* _WHAT TO DO_:
1 - In the passage on the prefetcher, what term names the amount of additional data requested for a particular prefetch operation?
2 - Continue the passage on the prefetcher, starting after its last sentence.

* _TEXT PROVIDED_:
╭──

The prefetcher 107 is configured to be selectively placed in either an enabled state or in a suspended state in response to received control signaling. In the enabled state, the prefetcher 107 is configured to speculatively prefetch data to the cache 104 based on access patterns, for example, branch prediction information (for instruction data prefetches) or based on, for example, stride pattern analysis (for operand data prefetching). Based on the access patterns, the prefetcher 107 initiates a memory access to transfer additional data from the memory 110 to the cache 104. To illustrate, the prefetcher 107 may determine that an explicit request for data associated with a given memory address (Address A) is frequently followed closely by an explicit request for data associated with a different memory address (Address B). This access pattern indicates that the program executing at the processor core 102 would execute more efficiently if the data associated with Address B were transferred to the cache 104 in response to an explicit request for the data associated with Address A. Accordingly, in response to detecting an explicit request to transfer the data associated with Address A, the prefetcher 107 will prefetch the data associated with Address B by causing the Address B data to be transferred to the cache 104.

The amount of additional data requested for a particular prefetch operation is referred to as the “prefetch depth.” In some embodiments, the prefetch depth is an adjustable amount that the prefetcher 107 can set based on a number of variables, including the access patterns it identifies, user-programmable or operating system-programmable configuration information, a power mode of the processing system 100, and the like. As explained further below, the prefetch depth can also be adjusted as part of a prefetch throttling process in view of available memory bandwidth.

In the suspended state, the prefetcher 107 does not prefetch data. In some embodiments, the suspended state the prefetcher 107 corresponds to a retention state, whereby it does not perform active operations, but retains the state of information at the prefetcher 107 immediately prior to entering the retention state. In the retention state the prefetcher 107 consumes less power than when it is in its enabled state.

The processing system 100 includes a prefetch throttle 105 that controls the rate at which the prefetcher 107 prefetches data based on the available memory bandwidth and the prefetch accuracy. The prefetch throttle 105 determines the prefetch accuracy by maintaining a data structure (e.g. FIG. 2, prefetch accuracy table 220) that indicates which data stored at the cache 104 is the result of a prefetch, and whether that prefetched data has been accessed from the cache (that is, has been the target of a load/store operation) at the cache 104. In some embodiments, the data structure is in the form of a pair of bits for each cache line of the cache 104. One of the bits in the pair indicates whether the corresponding cache line data resulted from a prefetch and the other bit in the pair indicates whether the data has been accessed at the cache 104. Based on this data structure, the prefetch throttle 105 is able to determine the prefetch accuracy based on the prefetched data at the cache 104. In some embodiments, the prefetch throttle 105 maintains a table that indicates a particular subset (less than all) of the prefetched data stored at the cache 104, and whether that data has been accessed by the processor core 102. In some embodiments the prefetch accuracy is estimated by the prefetcher 107 based on other information such as confidence information stored at the prefetcher 107.

╰──

* _INFORMATION SHOWN_:
╭──

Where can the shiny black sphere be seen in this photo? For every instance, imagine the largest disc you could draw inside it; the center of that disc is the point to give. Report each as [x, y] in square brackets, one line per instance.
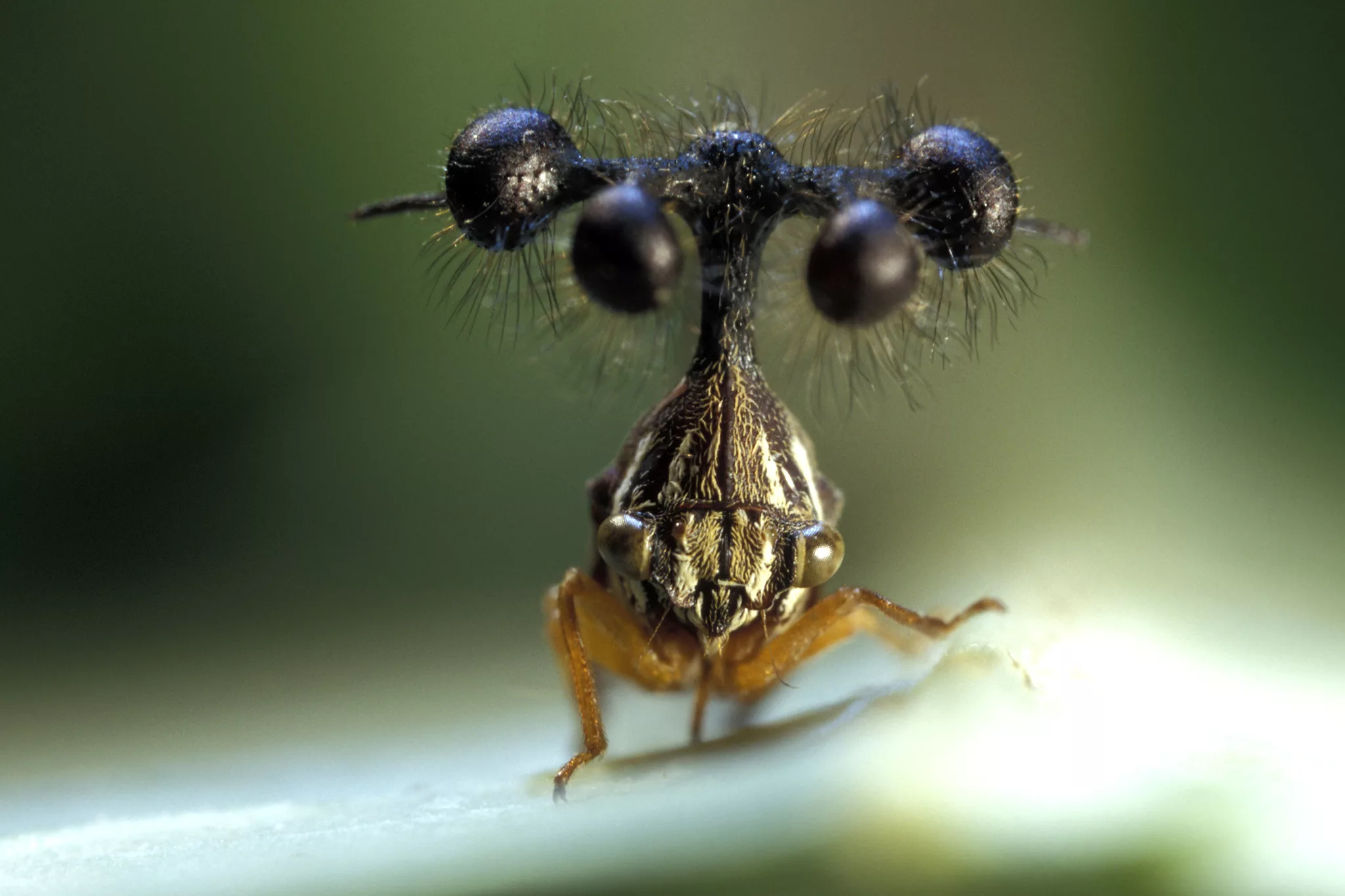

╰──

* _RESULTS OF THE EXERCISE_:
1 - It is called the "prefetch depth."

2 -
In some embodiments the prefetch throttle 105 maintains a table whereby each entry of the table stores the memory address associated with a prefetched cache line and an access bit to indicate whether a cache line associated with the memory address was accessed. When the processor core 102 accesses a line in the cache 104, it can check whether the memory address associated with the cache line is stored at the table. If the address is stored in the table, the processor core 102 sets the access bit of the corresponding table entry. The state of the access bits therefore collectively indicate the ratio of accessed prefetch lines to non-accessed prefetch lines. The ratio can be used by the prefetcher 105 as a measure of the prefetch accuracy.

In some embodiments, the prefetch throttle 105 determines the available memory bandwidth by determining the fullness of buffers 115 and 116 and the fullness of the cache buffers for other processor cores of the processing system 100. The prefetch throttle 105 compares the available memory bandwidth and the prefetch accuracy to corresponding threshold amounts and, based on the comparison, sends control signaling to the prefetcher 107 to throttle prefetching. To illustrate, the following table sets out example available memory bandwidth thresholds and corresponding prefetch efficiency thresholds:

Available Memory Prefetch Efficiency Prefetch Throttle Bandwidth Threshold Threshold Time 25% 35% 15 cycles 15% 55% 18 cycles 30% 58% 25 cycles 5% 60% 40 cycles

Accordingly, based on the above table, if the prefetch throttle 105 determines that the available memory bandwidth is less than 25% and the prefetch efficiency is less than 35%, it throttles prefetching. Similarly, if the prefetch throttle determines that the available memory bandwidth is less than 15% and the prefetch efficiency is less than 55%, it throttles prefetching.

It will be appreciated that some embodiments the prefetch throttle 105 can throttle prefetching based on other threshold or comparison schemes. For example, in some embodiments the corresponding thresholds for the available memory bandwidth and the prefetch efficiency can be defined by continuous, rather than discrete values. In some embodiments, the prefetch throttle 105 can employ fuzzy logic to determine whether to throttle prefetching. For example, the prefetch throttle 105 can make a particular decision as to whether to throttle prefetching based on comparing the prefetch accuracy to multiple prefetch thresholds and comparing the available memory bandwidth to multiple available memory bandwidth thresholds.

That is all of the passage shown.